--- 记录 ---
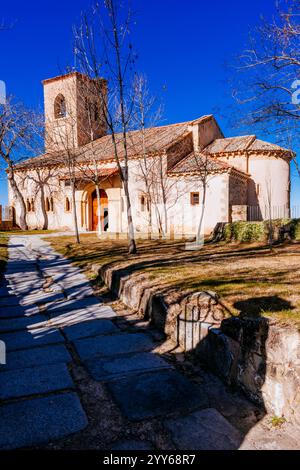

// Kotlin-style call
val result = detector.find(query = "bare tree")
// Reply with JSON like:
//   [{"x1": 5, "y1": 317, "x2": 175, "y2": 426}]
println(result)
[
  {"x1": 234, "y1": 0, "x2": 300, "y2": 149},
  {"x1": 74, "y1": 0, "x2": 136, "y2": 254},
  {"x1": 0, "y1": 98, "x2": 36, "y2": 230},
  {"x1": 132, "y1": 74, "x2": 162, "y2": 234}
]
---
● **任务详情**
请把上面的全部记录原样照抄一遍，图片不要放进答案里。

● **本题结果**
// Kotlin-style call
val result = detector.find(query = "bare tree")
// Reply with JSON like:
//   [{"x1": 5, "y1": 317, "x2": 175, "y2": 426}]
println(result)
[
  {"x1": 234, "y1": 0, "x2": 300, "y2": 149},
  {"x1": 74, "y1": 0, "x2": 136, "y2": 254},
  {"x1": 0, "y1": 98, "x2": 36, "y2": 230},
  {"x1": 132, "y1": 74, "x2": 162, "y2": 234}
]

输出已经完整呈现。